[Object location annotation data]
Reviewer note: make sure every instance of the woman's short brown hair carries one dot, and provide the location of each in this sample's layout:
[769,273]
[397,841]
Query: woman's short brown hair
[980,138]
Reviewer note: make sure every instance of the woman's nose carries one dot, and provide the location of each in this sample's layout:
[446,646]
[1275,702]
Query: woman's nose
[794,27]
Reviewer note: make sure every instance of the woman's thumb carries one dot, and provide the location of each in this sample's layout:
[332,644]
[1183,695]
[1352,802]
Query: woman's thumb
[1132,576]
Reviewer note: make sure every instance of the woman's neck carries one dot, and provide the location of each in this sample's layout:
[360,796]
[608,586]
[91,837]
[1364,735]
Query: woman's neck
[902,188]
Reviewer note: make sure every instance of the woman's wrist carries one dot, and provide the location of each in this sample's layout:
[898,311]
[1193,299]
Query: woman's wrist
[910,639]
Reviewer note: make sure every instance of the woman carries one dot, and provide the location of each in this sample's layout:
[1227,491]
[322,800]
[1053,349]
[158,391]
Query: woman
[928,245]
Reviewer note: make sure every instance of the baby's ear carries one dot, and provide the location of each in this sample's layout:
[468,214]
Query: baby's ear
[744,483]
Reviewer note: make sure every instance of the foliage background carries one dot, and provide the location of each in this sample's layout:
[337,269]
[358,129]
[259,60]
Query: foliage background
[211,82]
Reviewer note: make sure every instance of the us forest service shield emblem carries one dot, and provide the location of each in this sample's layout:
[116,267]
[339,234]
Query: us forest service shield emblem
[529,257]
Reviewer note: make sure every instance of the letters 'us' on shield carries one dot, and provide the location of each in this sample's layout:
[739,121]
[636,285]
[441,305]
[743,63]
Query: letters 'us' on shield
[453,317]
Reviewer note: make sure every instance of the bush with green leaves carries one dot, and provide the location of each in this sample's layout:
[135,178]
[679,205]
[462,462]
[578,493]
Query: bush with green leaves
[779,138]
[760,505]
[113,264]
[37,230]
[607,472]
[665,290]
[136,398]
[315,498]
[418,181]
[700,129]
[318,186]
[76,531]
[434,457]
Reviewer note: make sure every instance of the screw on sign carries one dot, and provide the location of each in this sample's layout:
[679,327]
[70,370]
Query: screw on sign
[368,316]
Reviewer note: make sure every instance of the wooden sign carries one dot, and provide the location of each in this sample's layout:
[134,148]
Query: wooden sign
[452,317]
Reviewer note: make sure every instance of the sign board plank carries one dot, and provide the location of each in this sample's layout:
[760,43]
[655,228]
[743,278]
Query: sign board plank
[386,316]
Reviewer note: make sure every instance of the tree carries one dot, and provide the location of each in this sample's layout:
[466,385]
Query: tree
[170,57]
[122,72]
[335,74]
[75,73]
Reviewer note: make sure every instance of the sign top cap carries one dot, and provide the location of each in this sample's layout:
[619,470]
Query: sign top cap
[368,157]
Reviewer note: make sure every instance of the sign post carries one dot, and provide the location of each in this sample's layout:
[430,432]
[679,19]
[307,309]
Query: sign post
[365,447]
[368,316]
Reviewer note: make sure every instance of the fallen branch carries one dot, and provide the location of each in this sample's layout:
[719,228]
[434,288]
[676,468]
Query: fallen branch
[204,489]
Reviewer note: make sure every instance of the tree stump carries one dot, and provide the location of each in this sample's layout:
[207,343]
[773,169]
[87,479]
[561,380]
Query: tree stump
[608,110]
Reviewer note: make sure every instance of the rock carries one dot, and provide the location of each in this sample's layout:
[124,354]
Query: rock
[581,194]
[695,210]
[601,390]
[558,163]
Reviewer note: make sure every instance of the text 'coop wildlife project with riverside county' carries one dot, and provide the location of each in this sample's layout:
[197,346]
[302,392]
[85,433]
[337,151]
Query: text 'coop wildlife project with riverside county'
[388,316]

What to work on :: Copy exactly, word for word, the line with "Reviewer note: make sure every instance of the tree stump" through the final line of the listing.

Expected answer ::
Reviewer note: make sure every instance of the tree stump carries one dot, and provide the location of each in this sample's layout:
[207,343]
[773,169]
[87,479]
[561,380]
Query: tree stump
[608,110]
Reviewer note: make sure every instance of the rock carries one dot, and provide the location of each in this sample's layout:
[124,354]
Query: rock
[581,194]
[695,210]
[601,390]
[558,163]
Reviewer note: make sure every instance of the text 'coop wildlife project with riverside county' carries one dot, and provide the location of each in this sample's layout:
[197,346]
[302,392]
[85,433]
[337,151]
Query: text 'coop wildlife project with riverside county'
[388,316]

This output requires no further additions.